# Given task:
Show every line from the data below that contains the string "integer", copying each such line in full.

# Data for this exercise:
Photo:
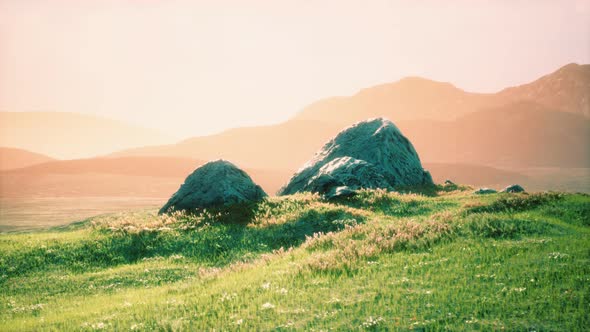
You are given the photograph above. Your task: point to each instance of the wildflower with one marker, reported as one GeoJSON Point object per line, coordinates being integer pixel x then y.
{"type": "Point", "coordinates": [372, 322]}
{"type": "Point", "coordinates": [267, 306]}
---
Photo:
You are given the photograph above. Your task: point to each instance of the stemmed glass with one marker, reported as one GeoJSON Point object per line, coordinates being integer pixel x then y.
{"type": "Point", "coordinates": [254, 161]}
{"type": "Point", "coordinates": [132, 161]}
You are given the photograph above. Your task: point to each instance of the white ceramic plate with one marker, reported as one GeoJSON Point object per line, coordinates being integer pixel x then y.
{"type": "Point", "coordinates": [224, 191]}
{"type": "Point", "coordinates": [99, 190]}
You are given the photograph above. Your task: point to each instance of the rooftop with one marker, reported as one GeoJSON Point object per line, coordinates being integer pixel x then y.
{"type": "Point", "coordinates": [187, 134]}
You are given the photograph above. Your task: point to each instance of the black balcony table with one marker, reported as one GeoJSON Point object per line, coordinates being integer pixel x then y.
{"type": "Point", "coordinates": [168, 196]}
==
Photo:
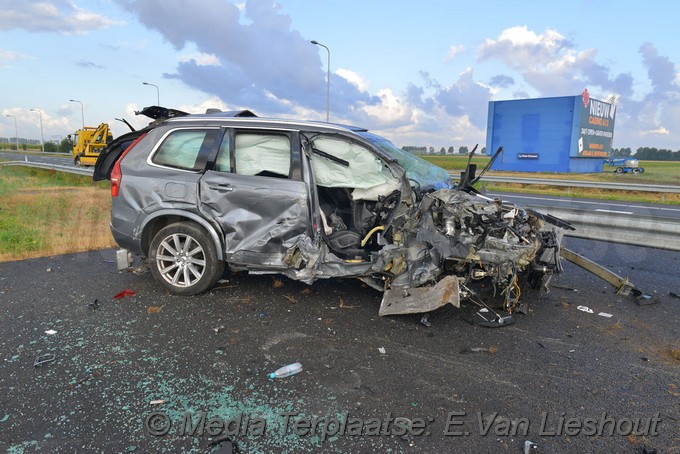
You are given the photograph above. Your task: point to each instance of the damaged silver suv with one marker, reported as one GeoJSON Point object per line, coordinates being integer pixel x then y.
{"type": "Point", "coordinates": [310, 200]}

# Written answer:
You are given the photograph above. Your task: point to each instance of the wildflower with one marker, reported as one GeoJSON Point object per line, coordinates being integer pixel x then y.
You are given the photograph above. Your task: point to each instance of the stemmed glass with one marker, reported as one GeoJSON Point object per line, coordinates being integer pixel x then y.
You are given the photograph above. Your task: point to each instance of the white ceramic plate with one marker, reported as one GeoJSON Point object per line, coordinates being integer pixel x then y.
You are given the photograph above. Your task: point to each instance of the rooftop with one marker, reported as one GeoJSON Point object per line, coordinates being integer pixel x then y.
You are given the photograph above. Your task: point to each instance of the black balcony table with one marker, reported as one GeoJSON Point object per line, coordinates being integer pixel x then y.
You are given the photograph above. Your task: point to each instance of the damaged silver suv with one marker, reported as one GeoJSON Point object per line, coordinates being integer pixel x then y.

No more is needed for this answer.